## Begin

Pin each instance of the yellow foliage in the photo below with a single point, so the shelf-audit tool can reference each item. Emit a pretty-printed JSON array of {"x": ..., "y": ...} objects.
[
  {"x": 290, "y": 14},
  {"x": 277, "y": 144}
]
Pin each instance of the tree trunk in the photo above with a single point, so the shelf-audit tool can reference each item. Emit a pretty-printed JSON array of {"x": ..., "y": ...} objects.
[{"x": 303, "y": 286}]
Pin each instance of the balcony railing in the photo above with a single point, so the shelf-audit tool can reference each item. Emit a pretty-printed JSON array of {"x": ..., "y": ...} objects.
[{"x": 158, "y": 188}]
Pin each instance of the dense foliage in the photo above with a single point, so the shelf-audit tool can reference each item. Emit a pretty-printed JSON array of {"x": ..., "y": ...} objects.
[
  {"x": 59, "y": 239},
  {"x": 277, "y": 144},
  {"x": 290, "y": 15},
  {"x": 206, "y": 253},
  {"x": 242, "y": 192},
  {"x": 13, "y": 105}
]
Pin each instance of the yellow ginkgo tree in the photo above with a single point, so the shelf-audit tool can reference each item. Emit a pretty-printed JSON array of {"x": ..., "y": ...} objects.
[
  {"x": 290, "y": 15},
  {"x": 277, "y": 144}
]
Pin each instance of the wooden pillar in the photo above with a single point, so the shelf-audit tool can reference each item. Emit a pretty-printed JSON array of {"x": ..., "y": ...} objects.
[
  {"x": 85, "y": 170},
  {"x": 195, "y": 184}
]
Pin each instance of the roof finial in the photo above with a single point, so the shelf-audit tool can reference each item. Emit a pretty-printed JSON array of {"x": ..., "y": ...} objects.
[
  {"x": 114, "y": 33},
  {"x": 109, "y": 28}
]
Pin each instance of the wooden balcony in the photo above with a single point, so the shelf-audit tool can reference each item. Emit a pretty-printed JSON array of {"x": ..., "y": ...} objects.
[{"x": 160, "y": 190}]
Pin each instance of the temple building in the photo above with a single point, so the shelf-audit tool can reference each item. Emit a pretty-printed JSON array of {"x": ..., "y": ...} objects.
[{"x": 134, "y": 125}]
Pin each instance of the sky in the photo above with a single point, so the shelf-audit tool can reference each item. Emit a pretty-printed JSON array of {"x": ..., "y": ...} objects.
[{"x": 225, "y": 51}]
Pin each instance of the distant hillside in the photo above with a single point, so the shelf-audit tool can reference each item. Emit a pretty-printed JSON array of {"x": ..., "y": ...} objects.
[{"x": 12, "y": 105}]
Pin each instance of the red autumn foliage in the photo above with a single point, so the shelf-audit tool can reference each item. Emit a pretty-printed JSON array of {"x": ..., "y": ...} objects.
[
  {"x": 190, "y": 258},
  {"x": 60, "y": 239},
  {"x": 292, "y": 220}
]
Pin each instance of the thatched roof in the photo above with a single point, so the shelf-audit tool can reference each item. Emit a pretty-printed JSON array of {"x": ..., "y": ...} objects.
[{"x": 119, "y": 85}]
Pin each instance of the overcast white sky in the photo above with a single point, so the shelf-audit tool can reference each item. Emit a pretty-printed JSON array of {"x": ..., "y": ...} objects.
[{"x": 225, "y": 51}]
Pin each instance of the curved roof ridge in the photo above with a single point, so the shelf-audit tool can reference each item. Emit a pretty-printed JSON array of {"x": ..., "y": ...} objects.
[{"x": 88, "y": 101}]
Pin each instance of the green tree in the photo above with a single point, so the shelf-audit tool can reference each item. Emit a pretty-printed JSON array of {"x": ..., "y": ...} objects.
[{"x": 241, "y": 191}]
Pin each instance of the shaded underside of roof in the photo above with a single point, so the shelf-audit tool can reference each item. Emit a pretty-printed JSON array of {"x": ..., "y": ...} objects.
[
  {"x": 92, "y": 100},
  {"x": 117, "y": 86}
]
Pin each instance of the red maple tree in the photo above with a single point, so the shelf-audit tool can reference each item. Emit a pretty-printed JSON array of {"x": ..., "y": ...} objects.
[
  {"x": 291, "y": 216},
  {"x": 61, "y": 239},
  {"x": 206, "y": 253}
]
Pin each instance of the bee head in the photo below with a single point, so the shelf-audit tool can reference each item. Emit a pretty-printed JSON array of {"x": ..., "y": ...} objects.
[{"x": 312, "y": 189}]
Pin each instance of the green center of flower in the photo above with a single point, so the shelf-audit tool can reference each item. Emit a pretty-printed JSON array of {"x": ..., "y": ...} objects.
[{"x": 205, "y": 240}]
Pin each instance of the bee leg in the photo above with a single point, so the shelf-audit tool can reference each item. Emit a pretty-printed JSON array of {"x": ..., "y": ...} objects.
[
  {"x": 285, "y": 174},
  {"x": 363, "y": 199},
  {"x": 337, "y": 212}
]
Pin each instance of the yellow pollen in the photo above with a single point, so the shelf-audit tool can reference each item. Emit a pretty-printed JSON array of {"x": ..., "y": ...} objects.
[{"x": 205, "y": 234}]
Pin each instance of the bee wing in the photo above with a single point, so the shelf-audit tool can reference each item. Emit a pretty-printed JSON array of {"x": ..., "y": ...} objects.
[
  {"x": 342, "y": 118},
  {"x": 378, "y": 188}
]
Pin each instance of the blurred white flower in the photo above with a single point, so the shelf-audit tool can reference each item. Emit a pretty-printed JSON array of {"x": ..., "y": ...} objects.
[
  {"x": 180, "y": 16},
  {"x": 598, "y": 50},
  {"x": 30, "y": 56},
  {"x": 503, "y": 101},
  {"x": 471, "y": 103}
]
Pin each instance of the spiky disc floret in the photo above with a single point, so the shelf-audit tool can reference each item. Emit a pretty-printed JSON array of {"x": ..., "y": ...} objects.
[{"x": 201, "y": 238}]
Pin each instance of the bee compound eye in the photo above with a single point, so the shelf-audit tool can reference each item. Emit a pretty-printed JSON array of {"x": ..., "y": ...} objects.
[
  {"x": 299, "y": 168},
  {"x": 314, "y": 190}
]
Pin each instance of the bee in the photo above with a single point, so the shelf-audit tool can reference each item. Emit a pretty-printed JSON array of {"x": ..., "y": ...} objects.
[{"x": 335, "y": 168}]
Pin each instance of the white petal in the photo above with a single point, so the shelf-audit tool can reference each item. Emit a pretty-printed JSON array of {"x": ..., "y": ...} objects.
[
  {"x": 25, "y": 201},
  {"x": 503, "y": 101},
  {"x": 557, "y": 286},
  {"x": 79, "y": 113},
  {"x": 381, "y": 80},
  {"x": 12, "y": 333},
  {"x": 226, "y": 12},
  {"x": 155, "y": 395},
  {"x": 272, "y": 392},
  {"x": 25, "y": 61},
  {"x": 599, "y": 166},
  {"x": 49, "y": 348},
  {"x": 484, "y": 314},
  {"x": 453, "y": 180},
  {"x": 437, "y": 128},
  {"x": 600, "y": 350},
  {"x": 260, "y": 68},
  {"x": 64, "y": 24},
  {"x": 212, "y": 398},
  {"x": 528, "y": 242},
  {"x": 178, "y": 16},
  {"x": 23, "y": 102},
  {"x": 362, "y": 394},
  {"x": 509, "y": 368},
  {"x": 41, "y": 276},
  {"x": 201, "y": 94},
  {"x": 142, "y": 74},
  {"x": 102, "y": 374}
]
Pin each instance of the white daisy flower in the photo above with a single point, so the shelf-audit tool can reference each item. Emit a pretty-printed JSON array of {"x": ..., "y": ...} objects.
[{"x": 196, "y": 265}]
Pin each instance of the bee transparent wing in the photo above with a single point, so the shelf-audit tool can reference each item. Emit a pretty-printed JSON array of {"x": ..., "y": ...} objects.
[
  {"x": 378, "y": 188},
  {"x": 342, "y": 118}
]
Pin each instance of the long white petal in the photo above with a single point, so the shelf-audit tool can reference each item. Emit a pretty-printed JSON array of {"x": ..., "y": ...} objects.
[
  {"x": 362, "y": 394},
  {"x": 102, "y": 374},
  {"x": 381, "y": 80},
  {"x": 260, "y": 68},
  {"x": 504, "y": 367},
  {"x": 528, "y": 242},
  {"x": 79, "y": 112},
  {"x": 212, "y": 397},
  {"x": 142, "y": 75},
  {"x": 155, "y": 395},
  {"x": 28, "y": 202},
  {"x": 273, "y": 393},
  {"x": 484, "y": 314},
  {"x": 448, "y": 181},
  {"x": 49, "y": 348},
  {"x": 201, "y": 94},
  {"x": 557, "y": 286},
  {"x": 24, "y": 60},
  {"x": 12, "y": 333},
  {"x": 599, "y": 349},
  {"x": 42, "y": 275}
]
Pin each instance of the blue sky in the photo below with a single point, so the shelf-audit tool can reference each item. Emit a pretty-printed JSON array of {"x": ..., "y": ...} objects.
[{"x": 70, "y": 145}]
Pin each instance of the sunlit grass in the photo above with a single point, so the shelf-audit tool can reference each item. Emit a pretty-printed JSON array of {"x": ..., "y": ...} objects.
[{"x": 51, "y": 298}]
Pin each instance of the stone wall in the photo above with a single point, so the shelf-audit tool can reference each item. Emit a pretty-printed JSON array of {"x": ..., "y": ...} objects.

## End

* Brief
Locate the line that contains "Pin each instance of the blue", then please quote it and every line after it to the end of the entries above, exactly and with nothing else.

* Result
Pin each instance of the blue sky in the photo below with a single point, so the shelf-audit tool can reference each item. Emit a pretty-printed JSON array of {"x": ..., "y": ...} objects.
[{"x": 70, "y": 145}]
Pin each instance of the sunlit grass in the photo above with a single point, so the shelf-audit tool can reference each item. Emit a pretty-printed JSON array of {"x": ..., "y": ...} objects.
[{"x": 51, "y": 298}]
Pin each instance of the stone wall in the photo above with a single point, so the shelf-audit tool can reference each item. Emit a pretty-printed JSON array of {"x": ..., "y": ...} objects.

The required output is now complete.